Tasks and exercises:
- a) Answer these questions using the e-learning text:
(i) Which authors defined e-learning as learning facilitated and supported through the utilization of information and communication technologies?
(ii) What is the use of online technology in continuing nursing education also known as?
(iii) According to Rosenberg (2001), in what area will the biggest growth in the Internet be?
- b) Please output the e-learning text from "E-learning packages are" to "Bou-Saada, & Felter, 2003).".
- c) Pick up the e-learning text after its last sentence and continue it.

--- Extracted text Enclosed Below ---

According to Lundvall and Borras (1999), the global on-going revolution in Information and Communication Technologies (ICTs) has given rise to a learning economy wherein the capability to learn how to create new knowledge and adapt to changing conditions now determines the performance of individuals, institutions, regions, and countries. This has led to an increase in the demand for e-learning both in the organizational and the educational sector. Thus, the biggest growth in the Internet, and the area that will prove to be one of the biggest agents of change, will be in e-learning (Rosenberg, 2001). In view of this, the demand for a well-educated workforce has driven many countries to rethink their education systems towards e-learning. E-learning is defined as learning facilitated and supported through the utilization of information and communication technologies (Jenkins & Hanson, 2003). Thus, e-learning includes use of ICTs (e.g., Internet, computer, mobile phone and video) to support teaching and learning activities.

E-learning packages are increasingly being promoted as an effective way of delivering training within the National Health Service in Europe (especially the UK), North America and Australia. One alternative to the traditional lecture format is the use of online technology in continuing nursing education, also known as eLearning continuing nursing education (Gerkin, Taylor, & Weatherby, 2009). This is because technology has revolutionized the ability to facilitate professional clinicians and nursing competence through the use of online education. In fact, the use of e-learning in the staff development environment has only recently been explored (Benson, 2004; Bernhardt, Runyan, Bou-Saada, & Felter, 2003).

--- End of Enclosed Extracted text ---
--- Provided records Enclosed Below ---

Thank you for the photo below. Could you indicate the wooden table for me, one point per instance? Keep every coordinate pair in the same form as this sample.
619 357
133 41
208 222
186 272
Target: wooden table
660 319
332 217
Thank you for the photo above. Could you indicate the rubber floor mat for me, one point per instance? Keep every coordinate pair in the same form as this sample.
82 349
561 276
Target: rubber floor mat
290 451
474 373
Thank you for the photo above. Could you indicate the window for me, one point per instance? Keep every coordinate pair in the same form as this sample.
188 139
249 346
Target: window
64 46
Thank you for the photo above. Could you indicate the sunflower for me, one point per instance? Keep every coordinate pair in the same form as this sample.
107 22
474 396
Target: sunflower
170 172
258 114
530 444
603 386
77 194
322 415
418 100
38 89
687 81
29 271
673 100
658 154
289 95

--- End of Enclosed Provided records ---
--- Provided records Enclosed Below ---

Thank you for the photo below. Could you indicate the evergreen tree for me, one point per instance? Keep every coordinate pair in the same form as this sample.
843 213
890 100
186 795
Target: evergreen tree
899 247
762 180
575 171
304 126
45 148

--- End of Enclosed Provided records ---
--- Provided records Enclosed Below ---

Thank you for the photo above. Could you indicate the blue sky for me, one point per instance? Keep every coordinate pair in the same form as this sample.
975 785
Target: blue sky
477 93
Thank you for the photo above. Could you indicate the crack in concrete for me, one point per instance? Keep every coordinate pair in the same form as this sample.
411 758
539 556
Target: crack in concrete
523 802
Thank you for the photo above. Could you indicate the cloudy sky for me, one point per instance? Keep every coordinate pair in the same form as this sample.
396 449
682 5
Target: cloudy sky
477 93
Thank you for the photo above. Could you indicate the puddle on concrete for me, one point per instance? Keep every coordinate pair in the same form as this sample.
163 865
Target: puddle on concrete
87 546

--- End of Enclosed Provided records ---

Answers given:
- a)
(i) Jenkins and Hanson (2003)
(ii) eLearning continuing nursing education
(iii) E-learning

- b)
E-learning packages are increasingly being promoted as an effective way of delivering training within the National Health Service in Europe (especially the UK), North America and Australia. One alternative to the traditional lecture format is the use of online technology in continuing nursing education, also known as eLearning continuing nursing education (Gerkin, Taylor, & Weatherby, 2009). This is because technology has revolutionized the ability to facilitate professional clinicians and nursing competence through the use of online education. In fact, the use of e-learning in the staff development environment has only recently been explored (Benson, 2004; Bernhardt, Runyan, Bou-Saada, & Felter, 2003).

- c)
This article provides an insight in transfusion medicine and e-learning as a promising way to bridge the existing knowledge gap, especially in the clinical part of transfusion medicine. The chapters 2 and 3 provide the current state of the art of e-learning in transfusion medicine and the clinical use of blood. Chapter 4 describes the development of a post-graduate Master curriculum for leadership in transfusion medicine, focused on management and based on e-learning as a distance learning methodology followed by a real time exposure with additional face-to-face tutorials and a Master thesis. The chapters 5 and 6 analyse the differences in experiences between countries and the approaches to adopt and overcome through proper policy making. The chapters 7 and 8 reflect on the lessons learnt and the future developments in the attempt to bridge the knowledge gap at a global level.